PROBLEM DETAILS: Gather every line in the records below that contains the string "patch", and copy out each of those lines in full.

Coordinate labeling data:
** START **
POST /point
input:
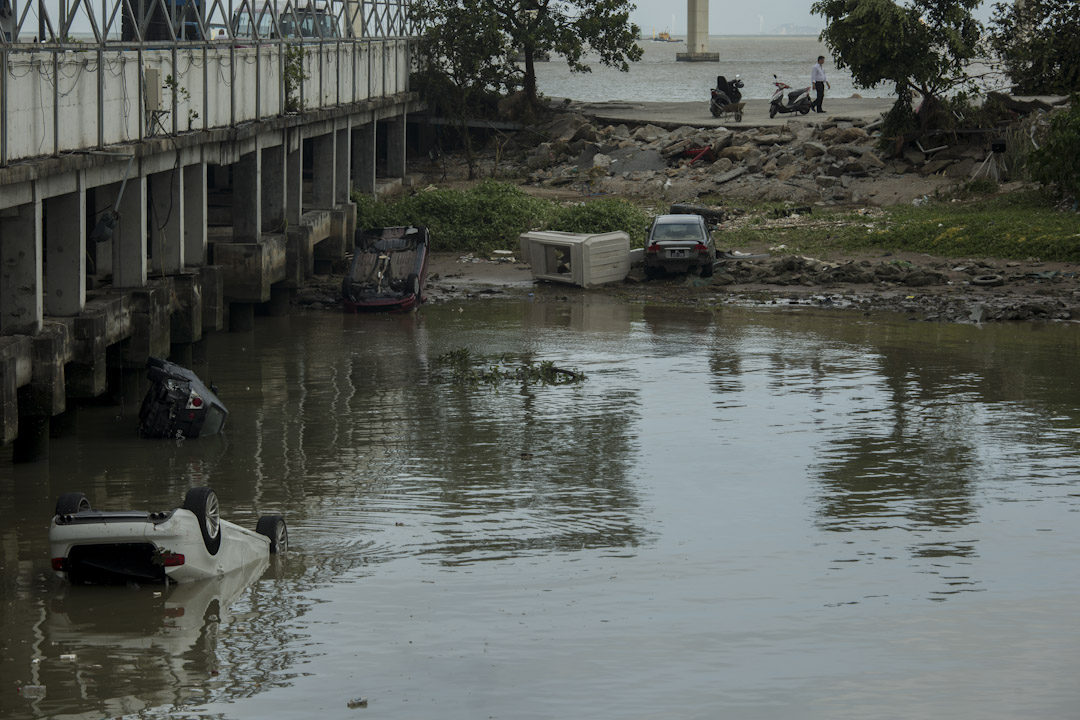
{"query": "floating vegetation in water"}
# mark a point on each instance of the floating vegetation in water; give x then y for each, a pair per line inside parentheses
(462, 367)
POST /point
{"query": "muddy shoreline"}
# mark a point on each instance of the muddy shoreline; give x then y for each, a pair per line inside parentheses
(827, 161)
(1015, 291)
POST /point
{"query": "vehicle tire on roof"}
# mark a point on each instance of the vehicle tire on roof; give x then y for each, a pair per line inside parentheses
(203, 503)
(273, 527)
(69, 503)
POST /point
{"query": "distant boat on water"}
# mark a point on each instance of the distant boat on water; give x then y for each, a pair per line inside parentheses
(663, 37)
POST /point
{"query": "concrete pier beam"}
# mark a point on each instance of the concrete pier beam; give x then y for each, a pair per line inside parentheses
(150, 324)
(166, 221)
(341, 158)
(194, 215)
(129, 238)
(85, 376)
(323, 179)
(294, 177)
(15, 370)
(395, 146)
(212, 283)
(246, 199)
(363, 158)
(22, 307)
(697, 34)
(66, 254)
(99, 252)
(186, 318)
(274, 184)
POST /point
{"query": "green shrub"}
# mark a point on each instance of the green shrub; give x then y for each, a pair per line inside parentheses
(1055, 163)
(604, 215)
(487, 216)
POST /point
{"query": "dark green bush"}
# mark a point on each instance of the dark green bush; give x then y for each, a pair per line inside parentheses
(488, 216)
(1055, 163)
(605, 215)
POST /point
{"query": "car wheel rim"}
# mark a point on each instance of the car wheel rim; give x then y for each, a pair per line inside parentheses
(213, 521)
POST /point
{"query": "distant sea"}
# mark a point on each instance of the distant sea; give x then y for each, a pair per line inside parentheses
(659, 77)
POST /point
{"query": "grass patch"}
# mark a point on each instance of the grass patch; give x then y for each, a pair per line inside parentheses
(1017, 226)
(491, 215)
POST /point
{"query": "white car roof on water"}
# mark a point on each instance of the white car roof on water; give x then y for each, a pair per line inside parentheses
(678, 219)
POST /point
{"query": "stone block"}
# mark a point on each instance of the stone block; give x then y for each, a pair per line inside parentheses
** END **
SOLUTION TO THIS PROBLEM:
{"query": "grass patch"}
# mark a point on each instance of the grass patch; give x then y for each, a pair per line inside parentheses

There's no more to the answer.